◆ **What you have to do**:
Reproduce each of the entries below word for word, omitting the pictures from your answer.

++++ Given information ++++

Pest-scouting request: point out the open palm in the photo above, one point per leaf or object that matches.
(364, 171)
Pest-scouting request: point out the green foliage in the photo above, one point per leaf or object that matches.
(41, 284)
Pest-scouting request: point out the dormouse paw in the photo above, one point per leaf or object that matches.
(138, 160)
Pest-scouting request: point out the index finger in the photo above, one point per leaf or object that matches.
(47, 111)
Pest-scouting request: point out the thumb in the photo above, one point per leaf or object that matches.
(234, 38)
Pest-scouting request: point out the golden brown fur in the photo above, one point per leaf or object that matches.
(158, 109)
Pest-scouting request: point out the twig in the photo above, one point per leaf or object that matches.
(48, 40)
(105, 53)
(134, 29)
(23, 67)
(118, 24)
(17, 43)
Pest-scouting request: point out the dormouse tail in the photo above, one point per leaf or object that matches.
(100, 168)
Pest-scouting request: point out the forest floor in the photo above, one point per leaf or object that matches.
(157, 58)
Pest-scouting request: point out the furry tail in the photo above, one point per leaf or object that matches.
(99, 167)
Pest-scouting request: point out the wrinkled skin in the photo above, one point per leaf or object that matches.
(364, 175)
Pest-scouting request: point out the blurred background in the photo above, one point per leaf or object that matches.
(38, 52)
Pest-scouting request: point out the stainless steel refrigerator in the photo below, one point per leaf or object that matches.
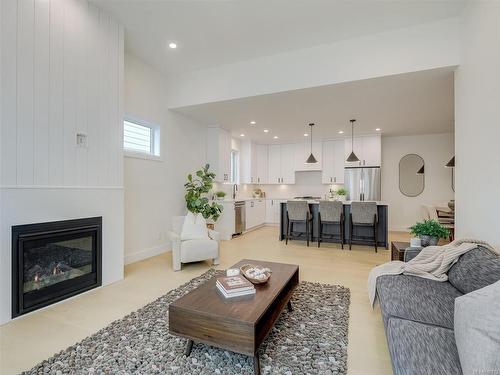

++++

◆ **Answer to this problem**:
Pest-scouting request: point out the open palm in the photo above, one point per leaf or object that matches.
(364, 171)
Pest-scouting request: point out the green foliage in the photo above, one point per leaf or object that matches.
(41, 284)
Pest-scouting request: point out the dormouse paw in the photo above, one point per leaf or object that matches.
(138, 160)
Pest-scouting request: point out the index finger in the photo above, one point per leaf or object that matches.
(47, 111)
Pest-scouting request: point out the thumb in the photo above, one point per leaf or object that matches.
(234, 38)
Pest-scouting request: point out the golden brown fur in the photo above, one point per leaf or object that matches.
(158, 109)
Pest-scouting request: point out the twig in the photo above, one point per leaf or object that matches.
(48, 40)
(105, 53)
(134, 29)
(23, 67)
(118, 24)
(17, 43)
Pest-scouting request: point out the dormouse tail in the photo above, one point per leaf or object that matches.
(100, 168)
Pest-scouting request: point out the forest floor in the photo above, one point per leaf or object that matches.
(157, 58)
Pest-scouting request: point out the furry tail in the photo above, one point per leaf or object that matches.
(99, 167)
Pest-scouting request: point out the wrinkled skin in the photo above, one point per leaf or object that matches.
(364, 175)
Pest-scouting request: point out the blurred background in the photo above, one point per leaf or object that matches.
(38, 52)
Pest-scouting request: point out the stainless steel refrigerator in the photo below, one point per leaf or object that matches.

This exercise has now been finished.